Goal. Which lines in the entries below contain the word "soldier"? Return each of those lines, copied unchanged.

Data rows.
## start

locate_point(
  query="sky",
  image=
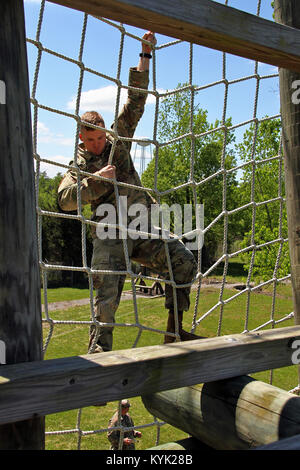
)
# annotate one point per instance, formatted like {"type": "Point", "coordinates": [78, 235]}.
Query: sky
{"type": "Point", "coordinates": [58, 79]}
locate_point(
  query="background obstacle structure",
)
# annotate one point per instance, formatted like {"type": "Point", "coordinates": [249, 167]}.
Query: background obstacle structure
{"type": "Point", "coordinates": [266, 46]}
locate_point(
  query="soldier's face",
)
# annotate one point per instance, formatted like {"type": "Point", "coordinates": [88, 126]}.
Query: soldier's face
{"type": "Point", "coordinates": [94, 140]}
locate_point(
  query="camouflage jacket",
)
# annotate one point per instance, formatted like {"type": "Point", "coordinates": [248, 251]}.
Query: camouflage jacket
{"type": "Point", "coordinates": [95, 191]}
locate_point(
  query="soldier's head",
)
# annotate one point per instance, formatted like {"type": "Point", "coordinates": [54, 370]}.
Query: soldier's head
{"type": "Point", "coordinates": [94, 140]}
{"type": "Point", "coordinates": [125, 404]}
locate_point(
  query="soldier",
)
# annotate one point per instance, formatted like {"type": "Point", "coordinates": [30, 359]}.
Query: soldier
{"type": "Point", "coordinates": [108, 253]}
{"type": "Point", "coordinates": [125, 421]}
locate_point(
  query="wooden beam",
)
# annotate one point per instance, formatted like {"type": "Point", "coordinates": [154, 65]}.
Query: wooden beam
{"type": "Point", "coordinates": [190, 443]}
{"type": "Point", "coordinates": [232, 414]}
{"type": "Point", "coordinates": [288, 12]}
{"type": "Point", "coordinates": [44, 387]}
{"type": "Point", "coordinates": [20, 303]}
{"type": "Point", "coordinates": [204, 22]}
{"type": "Point", "coordinates": [290, 443]}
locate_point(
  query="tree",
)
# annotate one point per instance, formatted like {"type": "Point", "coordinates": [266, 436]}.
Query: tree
{"type": "Point", "coordinates": [192, 152]}
{"type": "Point", "coordinates": [61, 237]}
{"type": "Point", "coordinates": [263, 180]}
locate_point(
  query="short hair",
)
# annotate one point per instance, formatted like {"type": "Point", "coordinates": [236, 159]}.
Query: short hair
{"type": "Point", "coordinates": [92, 117]}
{"type": "Point", "coordinates": [125, 403]}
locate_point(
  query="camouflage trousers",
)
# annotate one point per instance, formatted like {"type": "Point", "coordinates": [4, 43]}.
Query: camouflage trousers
{"type": "Point", "coordinates": [109, 255]}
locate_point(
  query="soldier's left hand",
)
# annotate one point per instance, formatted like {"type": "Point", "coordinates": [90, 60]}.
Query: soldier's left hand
{"type": "Point", "coordinates": [149, 36]}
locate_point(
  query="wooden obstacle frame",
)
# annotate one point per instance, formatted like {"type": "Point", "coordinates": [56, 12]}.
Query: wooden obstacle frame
{"type": "Point", "coordinates": [31, 388]}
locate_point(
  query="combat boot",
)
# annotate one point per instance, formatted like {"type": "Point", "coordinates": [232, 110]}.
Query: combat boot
{"type": "Point", "coordinates": [184, 335]}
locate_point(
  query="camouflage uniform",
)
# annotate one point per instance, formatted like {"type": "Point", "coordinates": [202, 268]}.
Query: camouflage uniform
{"type": "Point", "coordinates": [114, 435]}
{"type": "Point", "coordinates": [108, 254]}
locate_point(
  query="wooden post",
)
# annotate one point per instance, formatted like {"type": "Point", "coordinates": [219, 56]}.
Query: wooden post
{"type": "Point", "coordinates": [232, 414]}
{"type": "Point", "coordinates": [20, 306]}
{"type": "Point", "coordinates": [287, 12]}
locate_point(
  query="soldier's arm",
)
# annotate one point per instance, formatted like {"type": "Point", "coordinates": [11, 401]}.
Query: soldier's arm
{"type": "Point", "coordinates": [91, 188]}
{"type": "Point", "coordinates": [139, 79]}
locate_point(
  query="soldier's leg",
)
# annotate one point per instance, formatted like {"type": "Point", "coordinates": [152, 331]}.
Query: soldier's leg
{"type": "Point", "coordinates": [107, 255]}
{"type": "Point", "coordinates": [152, 253]}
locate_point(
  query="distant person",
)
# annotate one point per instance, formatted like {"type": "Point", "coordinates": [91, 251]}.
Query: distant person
{"type": "Point", "coordinates": [125, 421]}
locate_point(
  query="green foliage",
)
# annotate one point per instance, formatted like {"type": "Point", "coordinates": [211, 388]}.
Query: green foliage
{"type": "Point", "coordinates": [264, 181]}
{"type": "Point", "coordinates": [182, 159]}
{"type": "Point", "coordinates": [61, 237]}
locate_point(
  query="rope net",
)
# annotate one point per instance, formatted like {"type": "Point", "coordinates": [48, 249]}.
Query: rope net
{"type": "Point", "coordinates": [140, 319]}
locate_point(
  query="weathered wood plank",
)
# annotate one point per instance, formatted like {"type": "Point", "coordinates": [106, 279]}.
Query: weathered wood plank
{"type": "Point", "coordinates": [204, 22]}
{"type": "Point", "coordinates": [190, 443]}
{"type": "Point", "coordinates": [20, 305]}
{"type": "Point", "coordinates": [288, 12]}
{"type": "Point", "coordinates": [233, 414]}
{"type": "Point", "coordinates": [50, 386]}
{"type": "Point", "coordinates": [290, 443]}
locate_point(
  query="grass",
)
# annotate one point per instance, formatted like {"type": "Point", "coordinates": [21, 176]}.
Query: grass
{"type": "Point", "coordinates": [72, 340]}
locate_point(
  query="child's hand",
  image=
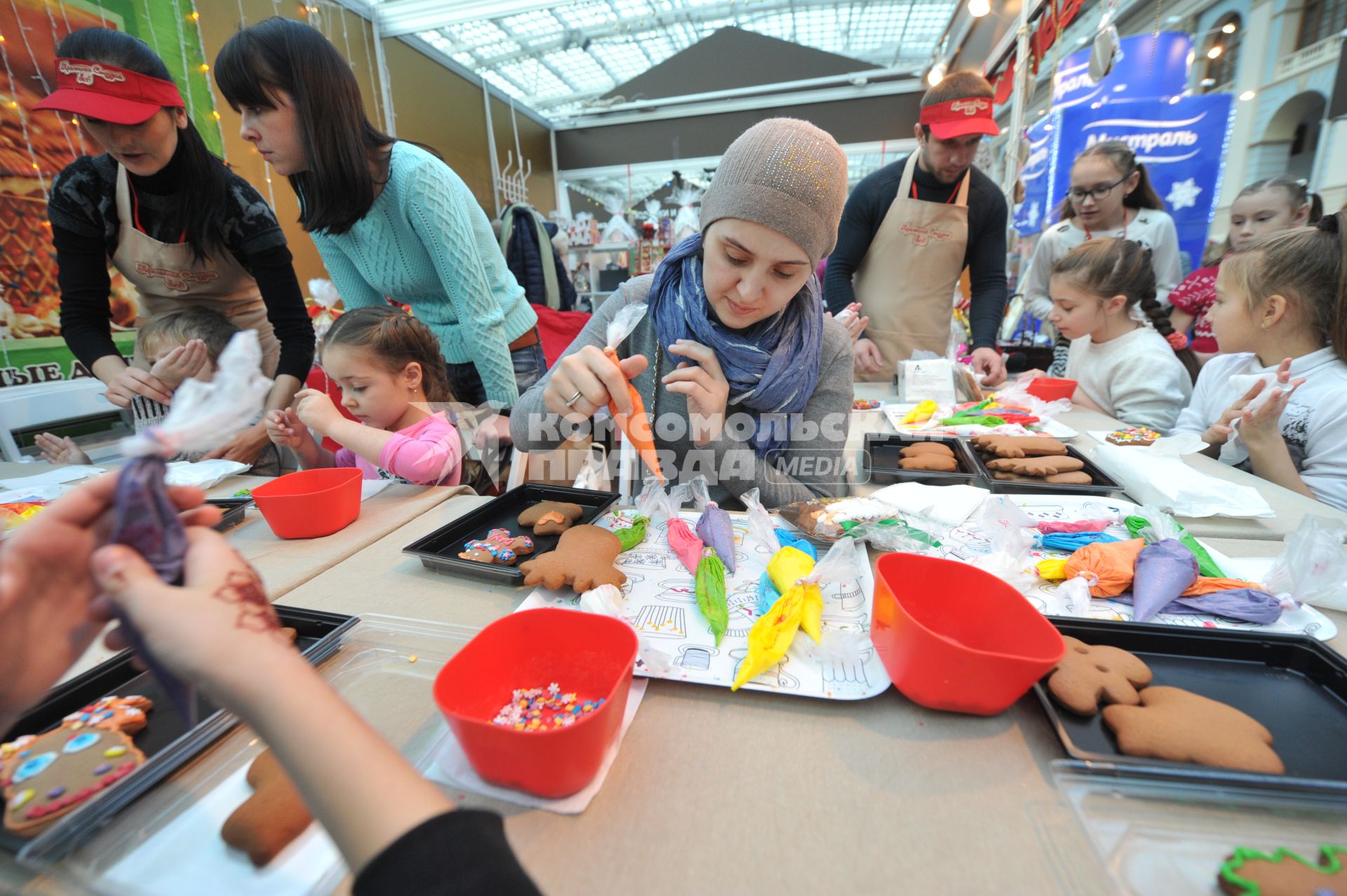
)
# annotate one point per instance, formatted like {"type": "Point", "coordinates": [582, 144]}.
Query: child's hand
{"type": "Point", "coordinates": [317, 410]}
{"type": "Point", "coordinates": [1263, 424]}
{"type": "Point", "coordinates": [285, 430]}
{"type": "Point", "coordinates": [62, 450]}
{"type": "Point", "coordinates": [181, 364]}
{"type": "Point", "coordinates": [1221, 432]}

## end

Final result.
  query="soldier's face",
Query: soldier's face
  query="soldier's head",
Query: soldier's head
  query="soldier",
Query: soldier
  query="soldier's left hand",
Query: soldier's left hand
  query="soldier's arm",
Query: soldier's arm
  query="soldier's leg",
Query: soldier's leg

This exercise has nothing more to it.